- [SELECTED EXTRACT]
——
The following commit has been merged into the locking/core branch of tip:

Commit-ID:     7016cc5def44b9dcb28089efae4412fa0d6c78c2
Gitweb:        https://git.kernel.org/tip/7016cc5def44b9dcb28089efae4412fa0d6c78c2
Author:        Uros Bizjak <ubizjak@gmail.com>
AuthorDate:    Mon, 08 Apr 2024 11:13:57 +02:00
Committer:     Ingo Molnar <mingo@kernel.org>
CommitterDate: Tue, 09 Apr 2024 09:51:03 +02:00

locking/atomic/x86: Modernize x86_32 arch_{,try_}_cmpxchg64{,_local}()

Commit:

  b23e139d0b66 ("arch: Introduce arch_{,try_}_cmpxchg128{,_local}()")

introduced arch_{,try_}_cmpxchg128{,_local}() for x86_64 targets.

Modernize existing x86_32 arch_{,try_}_cmpxchg64{,_local}() definitions
to follow the same structure as the definitions introduced by the
above commit.

No functional changes intended.
——
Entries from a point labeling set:
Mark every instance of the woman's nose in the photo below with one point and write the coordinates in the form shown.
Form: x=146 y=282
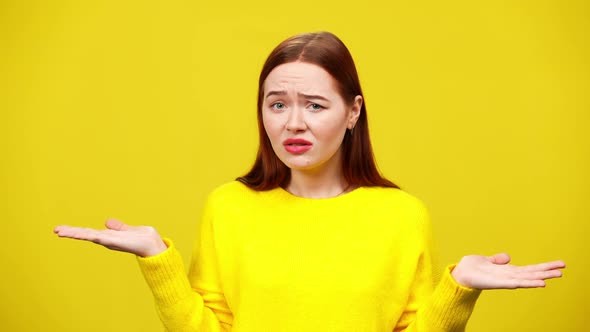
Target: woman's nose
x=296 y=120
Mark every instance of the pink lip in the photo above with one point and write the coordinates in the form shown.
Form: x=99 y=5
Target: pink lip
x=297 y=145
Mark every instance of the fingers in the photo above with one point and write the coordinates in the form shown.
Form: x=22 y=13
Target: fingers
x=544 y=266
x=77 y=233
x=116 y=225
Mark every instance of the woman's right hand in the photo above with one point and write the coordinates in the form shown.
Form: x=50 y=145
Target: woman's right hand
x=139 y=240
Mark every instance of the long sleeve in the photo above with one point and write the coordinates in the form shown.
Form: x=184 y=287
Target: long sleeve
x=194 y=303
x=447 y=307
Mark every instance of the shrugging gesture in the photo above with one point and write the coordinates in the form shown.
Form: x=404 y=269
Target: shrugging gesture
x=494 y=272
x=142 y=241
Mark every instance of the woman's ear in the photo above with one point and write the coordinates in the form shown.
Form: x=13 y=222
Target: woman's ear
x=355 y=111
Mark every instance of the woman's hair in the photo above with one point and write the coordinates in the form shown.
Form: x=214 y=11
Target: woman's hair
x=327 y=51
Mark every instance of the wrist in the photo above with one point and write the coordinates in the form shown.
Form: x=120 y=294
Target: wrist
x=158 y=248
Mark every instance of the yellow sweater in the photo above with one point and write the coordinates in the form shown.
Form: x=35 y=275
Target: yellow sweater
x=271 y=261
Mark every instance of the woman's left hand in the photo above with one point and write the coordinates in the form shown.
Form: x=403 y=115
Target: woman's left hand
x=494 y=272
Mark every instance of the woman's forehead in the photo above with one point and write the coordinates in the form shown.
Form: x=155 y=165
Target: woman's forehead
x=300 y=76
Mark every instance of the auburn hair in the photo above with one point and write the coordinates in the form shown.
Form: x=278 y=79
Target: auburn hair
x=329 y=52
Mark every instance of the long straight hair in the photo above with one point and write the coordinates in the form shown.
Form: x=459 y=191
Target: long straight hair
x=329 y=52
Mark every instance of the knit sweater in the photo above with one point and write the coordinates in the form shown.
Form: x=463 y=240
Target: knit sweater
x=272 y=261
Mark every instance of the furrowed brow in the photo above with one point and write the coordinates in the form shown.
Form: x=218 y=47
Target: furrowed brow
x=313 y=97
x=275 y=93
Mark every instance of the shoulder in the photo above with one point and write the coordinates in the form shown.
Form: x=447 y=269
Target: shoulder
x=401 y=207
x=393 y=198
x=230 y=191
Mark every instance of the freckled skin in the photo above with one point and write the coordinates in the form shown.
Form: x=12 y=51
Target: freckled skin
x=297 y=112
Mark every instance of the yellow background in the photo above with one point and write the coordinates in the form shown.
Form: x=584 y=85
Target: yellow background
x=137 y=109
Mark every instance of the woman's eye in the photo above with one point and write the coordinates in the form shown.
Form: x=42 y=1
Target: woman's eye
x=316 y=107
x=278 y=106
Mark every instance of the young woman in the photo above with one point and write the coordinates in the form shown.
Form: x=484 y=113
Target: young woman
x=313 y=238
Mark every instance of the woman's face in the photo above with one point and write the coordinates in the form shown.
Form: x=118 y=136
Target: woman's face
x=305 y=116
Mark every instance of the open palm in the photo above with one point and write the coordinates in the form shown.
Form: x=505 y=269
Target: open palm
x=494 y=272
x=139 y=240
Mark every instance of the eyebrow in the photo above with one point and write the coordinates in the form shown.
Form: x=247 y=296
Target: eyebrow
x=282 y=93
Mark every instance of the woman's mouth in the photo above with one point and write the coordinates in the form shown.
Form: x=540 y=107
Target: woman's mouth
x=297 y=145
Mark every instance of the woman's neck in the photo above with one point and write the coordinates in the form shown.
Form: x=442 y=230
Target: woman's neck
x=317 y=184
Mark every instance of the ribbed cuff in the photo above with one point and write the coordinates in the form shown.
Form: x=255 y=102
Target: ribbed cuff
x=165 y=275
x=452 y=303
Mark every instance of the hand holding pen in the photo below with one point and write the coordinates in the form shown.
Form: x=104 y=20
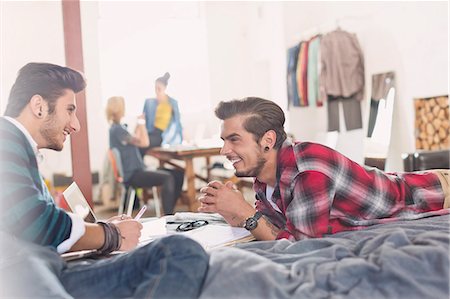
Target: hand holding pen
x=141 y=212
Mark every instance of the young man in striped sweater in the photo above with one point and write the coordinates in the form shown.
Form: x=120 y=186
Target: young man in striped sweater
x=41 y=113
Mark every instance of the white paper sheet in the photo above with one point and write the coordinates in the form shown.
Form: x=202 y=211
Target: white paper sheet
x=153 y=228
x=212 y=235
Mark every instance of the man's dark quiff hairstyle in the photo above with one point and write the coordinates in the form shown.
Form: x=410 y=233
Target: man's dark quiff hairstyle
——
- [PARTS OF THE EXERCISE]
• A. Reproduce the commit message from "locking/atomic/x86: Modernize x86_32" to "functional changes intended.".
• B. Name every labeled field in the header of the commit message, from the commit ID through the committer date.
• C. Continue the commit message from its last line.
These entries are separate from the commit message and unrelated to it.

- [RESULTS OF THE EXERCISE]
• A.
locking/atomic/x86: Modernize x86_32 arch_{,try_}_cmpxchg64{,_local}()

Commit:

  b23e139d0b66 ("arch: Introduce arch_{,try_}_cmpxchg128{,_local}()")

introduced arch_{,try_}_cmpxchg128{,_local}() for x86_64 targets.

Modernize existing x86_32 arch_{,try_}_cmpxchg64{,_local}() definitions
to follow the same structure as the definitions introduced by the
above commit.

No functional changes intended.

• B. Commit-ID, Gitweb, Author, AuthorDate, Committer, CommitterDate

• C.
Signed-off-by: Uros Bizjak <ubizjak@gmail.com>
Signed-off-by: Ingo Molnar <mingo@kernel.org>
Cc: Linus Torvalds <torvalds@linux-foundation.org>
Cc: "H. Peter Anvin" <hpa@zytor.com>
Link: https://lore.kernel.org/r/20240408091547.90111-3-ubizjak@gmail.com
---
 arch/x86/include/asm/cmpxchg_32.h | 179 ++++++++++++++++-------------
 1 file changed, 100 insertions(+), 79 deletions(-)

diff --git a/arch/x86/include/asm/cmpxchg_32.h b/arch/x86/include/asm/cmpxchg_32.h
index b5731c5..fe40d06 100644
--- a/arch/x86/include/asm/cmpxchg_32.h
+++ b/arch/x86/include/asm/cmpxchg_32.h
@@ -3,103 +3,124 @@
 #define _ASM_X86_CMPXCHG_32_H
 
 /*
- * Note: if you use set64_bit(), __cmpxchg64(), or their variants,
+ * Note: if you use __cmpxchg64(), or their variants,
  *       you need to test for the feature in boot_cpu_data.
  */
 
-#ifdef CONFIG_X86_CMPXCHG64
-#define arch_cmpxchg64(ptr, o, n)					\
-	((__typeof__(*(ptr)))__cmpxchg64((ptr), (unsigned long long)(o), \
-					 (unsigned long long)(n)))
-#define arch_cmpxchg64_local(ptr, o, n)					\
-	((__typeof__(*(ptr)))__cmpxchg64_local((ptr), (unsigned long long)(o), \
-					       (unsigned long long)(n)))
-#define arch_try_cmpxchg64(ptr, po, n)					\
-	__try_cmpxchg64((ptr), (unsigned long long *)(po), \
-			(unsigned long long)(n))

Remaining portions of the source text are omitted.